SUPPLIED RECORDS below:

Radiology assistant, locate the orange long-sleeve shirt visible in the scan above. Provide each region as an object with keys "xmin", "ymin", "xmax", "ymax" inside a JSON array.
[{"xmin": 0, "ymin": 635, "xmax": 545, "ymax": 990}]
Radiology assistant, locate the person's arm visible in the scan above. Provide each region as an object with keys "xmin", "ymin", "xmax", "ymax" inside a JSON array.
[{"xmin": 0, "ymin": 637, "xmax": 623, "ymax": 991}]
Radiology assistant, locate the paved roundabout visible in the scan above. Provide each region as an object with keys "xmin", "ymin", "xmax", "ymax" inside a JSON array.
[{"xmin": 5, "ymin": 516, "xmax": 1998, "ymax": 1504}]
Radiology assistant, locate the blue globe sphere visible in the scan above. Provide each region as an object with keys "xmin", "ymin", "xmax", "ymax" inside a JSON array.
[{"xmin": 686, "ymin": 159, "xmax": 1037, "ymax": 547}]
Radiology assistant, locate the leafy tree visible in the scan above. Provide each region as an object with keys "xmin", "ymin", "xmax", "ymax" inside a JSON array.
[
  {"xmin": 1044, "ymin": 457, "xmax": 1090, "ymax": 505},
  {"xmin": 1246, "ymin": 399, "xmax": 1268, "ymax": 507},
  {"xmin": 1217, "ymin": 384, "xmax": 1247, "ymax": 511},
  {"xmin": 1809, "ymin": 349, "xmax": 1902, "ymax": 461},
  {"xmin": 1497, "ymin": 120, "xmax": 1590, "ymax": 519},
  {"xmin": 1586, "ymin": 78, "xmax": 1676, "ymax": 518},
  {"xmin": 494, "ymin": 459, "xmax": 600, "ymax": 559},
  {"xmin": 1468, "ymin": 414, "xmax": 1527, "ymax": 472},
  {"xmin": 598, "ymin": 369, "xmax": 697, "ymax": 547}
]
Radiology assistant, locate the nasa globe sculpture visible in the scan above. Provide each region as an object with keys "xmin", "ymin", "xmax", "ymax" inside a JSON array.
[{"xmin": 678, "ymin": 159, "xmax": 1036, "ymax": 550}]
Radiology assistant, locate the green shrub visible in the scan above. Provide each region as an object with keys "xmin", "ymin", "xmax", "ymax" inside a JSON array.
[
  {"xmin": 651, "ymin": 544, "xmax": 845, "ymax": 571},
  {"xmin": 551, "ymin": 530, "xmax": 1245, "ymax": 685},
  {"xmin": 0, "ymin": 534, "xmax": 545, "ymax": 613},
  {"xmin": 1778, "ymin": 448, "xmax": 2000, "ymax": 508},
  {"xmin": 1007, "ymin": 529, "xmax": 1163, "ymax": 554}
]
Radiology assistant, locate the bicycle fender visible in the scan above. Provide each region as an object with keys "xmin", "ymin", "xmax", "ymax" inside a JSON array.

End of SUPPLIED RECORDS.

Write out an exact transcription of the line with "Radiology assistant, locate the green" and of each line after it; stop at the end of the records.

» REPLY:
Radiology assistant, locate the green shrub visible in the scan above. Provide each region as an object with keys "xmin", "ymin", "xmax", "ymax" inside a JSON array.
[
  {"xmin": 651, "ymin": 544, "xmax": 845, "ymax": 571},
  {"xmin": 551, "ymin": 530, "xmax": 1245, "ymax": 685},
  {"xmin": 0, "ymin": 534, "xmax": 545, "ymax": 613},
  {"xmin": 1778, "ymin": 448, "xmax": 2000, "ymax": 508},
  {"xmin": 1007, "ymin": 529, "xmax": 1163, "ymax": 554}
]
Radiology assistant, locate the bicycle fender visible in the scan above. Provide each region as an object with keys "xmin", "ymin", "xmax", "ymax" inside a JSON array.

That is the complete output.